▶ **YOUR ASSIGNMENT**: Check each line of the entries. Copy the ones that contain the string "person".
(Beginning of RECORDS TO PROCESS)
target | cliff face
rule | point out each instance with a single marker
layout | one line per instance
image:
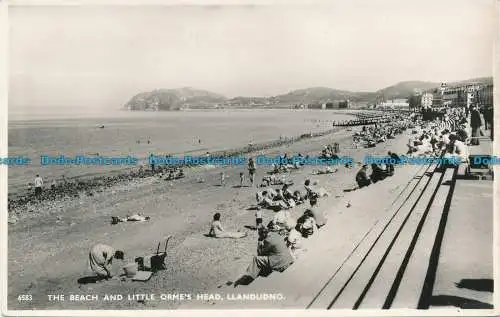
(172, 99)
(End of RECORDS TO PROCESS)
(Beginning of RECORDS TO PROCESS)
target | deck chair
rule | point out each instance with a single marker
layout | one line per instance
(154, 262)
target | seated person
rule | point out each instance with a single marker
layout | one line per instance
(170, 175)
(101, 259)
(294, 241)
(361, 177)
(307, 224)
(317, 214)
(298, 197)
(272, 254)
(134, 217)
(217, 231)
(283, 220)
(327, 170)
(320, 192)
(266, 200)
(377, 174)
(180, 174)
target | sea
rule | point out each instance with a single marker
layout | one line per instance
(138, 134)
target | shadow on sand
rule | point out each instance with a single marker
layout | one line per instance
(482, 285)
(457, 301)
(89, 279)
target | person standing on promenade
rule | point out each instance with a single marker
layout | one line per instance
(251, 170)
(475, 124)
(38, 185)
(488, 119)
(End of RECORDS TO PROCESS)
▶ **ANSWER TO THIS PROBLEM**:
target | seated person
target | person standing on promenade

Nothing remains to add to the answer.